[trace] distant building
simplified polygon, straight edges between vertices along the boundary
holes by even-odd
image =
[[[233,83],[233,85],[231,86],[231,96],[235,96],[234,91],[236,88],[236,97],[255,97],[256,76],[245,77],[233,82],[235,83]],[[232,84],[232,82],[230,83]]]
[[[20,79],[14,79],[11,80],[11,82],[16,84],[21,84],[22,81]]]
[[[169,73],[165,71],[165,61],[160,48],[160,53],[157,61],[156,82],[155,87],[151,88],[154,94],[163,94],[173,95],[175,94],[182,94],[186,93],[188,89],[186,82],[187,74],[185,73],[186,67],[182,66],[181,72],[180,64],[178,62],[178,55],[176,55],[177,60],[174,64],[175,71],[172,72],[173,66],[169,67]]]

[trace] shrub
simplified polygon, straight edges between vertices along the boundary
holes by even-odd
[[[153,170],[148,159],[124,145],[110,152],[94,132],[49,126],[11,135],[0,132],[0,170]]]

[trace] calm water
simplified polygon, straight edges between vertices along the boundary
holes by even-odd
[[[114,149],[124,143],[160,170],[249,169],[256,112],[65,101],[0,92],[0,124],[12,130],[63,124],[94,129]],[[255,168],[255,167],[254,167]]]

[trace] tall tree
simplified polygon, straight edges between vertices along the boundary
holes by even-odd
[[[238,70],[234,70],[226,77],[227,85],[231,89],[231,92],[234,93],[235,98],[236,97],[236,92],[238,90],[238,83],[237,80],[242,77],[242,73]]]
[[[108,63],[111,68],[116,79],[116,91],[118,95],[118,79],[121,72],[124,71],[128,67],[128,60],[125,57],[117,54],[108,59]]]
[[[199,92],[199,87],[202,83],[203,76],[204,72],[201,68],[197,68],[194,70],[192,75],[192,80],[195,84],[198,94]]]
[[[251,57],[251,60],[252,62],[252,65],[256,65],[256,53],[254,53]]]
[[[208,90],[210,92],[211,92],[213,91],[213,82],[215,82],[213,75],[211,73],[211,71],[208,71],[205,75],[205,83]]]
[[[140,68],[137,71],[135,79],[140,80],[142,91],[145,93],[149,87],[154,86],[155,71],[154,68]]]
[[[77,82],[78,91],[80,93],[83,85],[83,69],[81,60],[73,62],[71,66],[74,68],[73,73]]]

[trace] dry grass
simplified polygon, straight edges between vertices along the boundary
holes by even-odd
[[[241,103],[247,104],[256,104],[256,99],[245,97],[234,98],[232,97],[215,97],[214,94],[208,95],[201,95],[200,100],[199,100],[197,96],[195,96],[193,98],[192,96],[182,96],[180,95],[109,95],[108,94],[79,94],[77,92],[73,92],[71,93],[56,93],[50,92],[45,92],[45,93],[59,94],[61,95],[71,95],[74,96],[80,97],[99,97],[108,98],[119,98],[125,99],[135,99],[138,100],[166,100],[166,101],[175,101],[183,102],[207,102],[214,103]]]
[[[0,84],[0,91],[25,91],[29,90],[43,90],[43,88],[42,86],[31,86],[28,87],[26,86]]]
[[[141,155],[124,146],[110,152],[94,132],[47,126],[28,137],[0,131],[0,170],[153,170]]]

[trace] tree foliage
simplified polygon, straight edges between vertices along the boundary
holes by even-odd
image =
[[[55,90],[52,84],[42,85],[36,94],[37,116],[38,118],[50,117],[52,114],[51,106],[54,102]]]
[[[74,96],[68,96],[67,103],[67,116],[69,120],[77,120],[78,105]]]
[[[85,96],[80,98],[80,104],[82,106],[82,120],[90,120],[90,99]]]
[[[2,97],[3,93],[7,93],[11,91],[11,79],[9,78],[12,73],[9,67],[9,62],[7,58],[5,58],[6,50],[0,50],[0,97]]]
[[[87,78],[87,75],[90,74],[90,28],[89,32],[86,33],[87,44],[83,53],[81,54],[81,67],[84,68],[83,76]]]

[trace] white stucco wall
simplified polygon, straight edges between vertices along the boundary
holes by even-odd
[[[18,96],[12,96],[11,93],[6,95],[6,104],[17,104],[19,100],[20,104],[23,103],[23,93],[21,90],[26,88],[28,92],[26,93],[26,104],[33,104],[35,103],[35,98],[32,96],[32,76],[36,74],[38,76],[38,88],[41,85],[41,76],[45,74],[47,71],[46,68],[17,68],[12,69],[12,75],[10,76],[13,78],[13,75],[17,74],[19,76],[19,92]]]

------------------------------------------------------------------------

Please copy out all of the data above, reproducing every line without any change.

■ EXERCISE RESPONSE
[trace] distant building
simplified polygon, straight edges between vertices along the boundary
holes by even-odd
image =
[[[233,83],[233,85],[231,86],[231,96],[235,96],[234,91],[236,88],[236,97],[255,97],[256,76],[245,77],[233,82],[235,83]],[[232,84],[232,82],[230,83]]]
[[[20,79],[14,79],[11,80],[11,82],[16,84],[21,84],[22,81]]]
[[[169,73],[165,71],[165,61],[160,48],[160,53],[157,61],[156,82],[155,87],[151,88],[154,94],[163,94],[173,95],[175,94],[182,94],[186,93],[188,89],[186,82],[187,74],[185,73],[186,67],[182,66],[181,72],[180,64],[178,62],[178,55],[176,55],[177,60],[174,64],[175,71],[172,72],[173,66],[169,67]]]

[trace] shrub
simplified polygon, straight edges between vertices along the boundary
holes by even-odd
[[[153,170],[148,159],[124,145],[110,152],[94,132],[49,126],[11,135],[0,132],[0,170]]]

[trace] calm water
simplified polygon, straight edges between vertices along the boundary
holes by even-odd
[[[114,149],[124,143],[160,170],[249,169],[256,112],[65,101],[0,92],[0,124],[12,130],[63,124],[94,129]],[[255,168],[255,167],[254,167]]]

[trace] tall tree
simplified polygon, straight edges between vertices along the boundary
holes by even-odd
[[[238,70],[234,70],[226,77],[227,85],[231,89],[231,92],[234,93],[235,98],[236,97],[236,92],[238,90],[238,83],[237,80],[242,77],[242,73]]]
[[[108,63],[111,68],[116,79],[116,91],[118,95],[118,79],[121,72],[124,71],[128,67],[128,60],[125,57],[117,54],[108,59]]]
[[[199,92],[199,87],[202,83],[203,76],[204,72],[201,68],[197,68],[194,70],[192,75],[192,80],[195,84],[198,94]]]
[[[251,57],[251,60],[252,62],[252,65],[256,65],[256,53],[254,53]]]
[[[208,90],[210,92],[211,92],[213,91],[213,82],[215,82],[213,75],[211,73],[211,71],[208,71],[205,75],[205,83]]]
[[[140,68],[137,71],[135,79],[140,80],[142,91],[145,93],[149,87],[154,86],[155,71],[154,68]]]
[[[77,82],[78,91],[80,93],[83,85],[83,69],[81,60],[73,62],[71,66],[74,68],[73,73]]]

[trace] dry grass
simplified polygon, straight edges between vertices along the boundary
holes by even-odd
[[[241,103],[247,104],[256,104],[256,99],[245,97],[234,98],[232,97],[215,97],[214,94],[208,95],[201,95],[200,100],[199,100],[197,96],[195,96],[193,98],[192,96],[182,96],[180,95],[109,95],[108,94],[79,94],[77,92],[73,92],[71,93],[56,93],[50,92],[45,92],[45,93],[59,94],[61,95],[71,95],[74,96],[80,97],[99,97],[108,98],[119,98],[125,99],[135,99],[138,100],[166,100],[166,101],[175,101],[183,102],[207,102],[214,103]]]
[[[0,84],[0,91],[25,91],[29,90],[43,90],[43,88],[42,86],[31,86],[28,87],[26,86]]]
[[[141,155],[124,146],[110,152],[94,132],[47,126],[28,137],[0,131],[0,170],[153,170]]]

[trace] tree foliage
simplified polygon, straight edges between vertices along the boundary
holes by even-odd
image =
[[[55,90],[52,84],[42,85],[36,94],[37,116],[38,118],[50,117],[52,114],[51,106],[54,102]]]
[[[74,96],[68,96],[67,103],[67,116],[69,120],[77,120],[78,105]]]
[[[85,96],[80,98],[80,104],[82,106],[82,120],[90,120],[90,99]]]
[[[2,97],[3,93],[7,93],[11,91],[11,79],[9,78],[12,73],[9,67],[9,62],[7,58],[5,58],[6,50],[0,50],[0,97]]]
[[[87,78],[87,75],[90,74],[90,28],[89,32],[86,33],[87,44],[83,53],[81,54],[81,67],[84,68],[83,76]]]

[trace] white stucco wall
simplified polygon, straight edges between vertices along the boundary
holes by even-odd
[[[18,96],[12,96],[11,93],[6,95],[6,104],[17,104],[19,100],[20,104],[23,103],[23,93],[21,90],[26,88],[28,92],[26,93],[26,104],[33,104],[35,103],[35,98],[32,96],[32,76],[36,74],[38,76],[38,88],[41,85],[41,76],[45,74],[47,71],[46,68],[17,68],[12,69],[12,75],[10,76],[13,78],[13,75],[17,74],[19,76],[19,92]]]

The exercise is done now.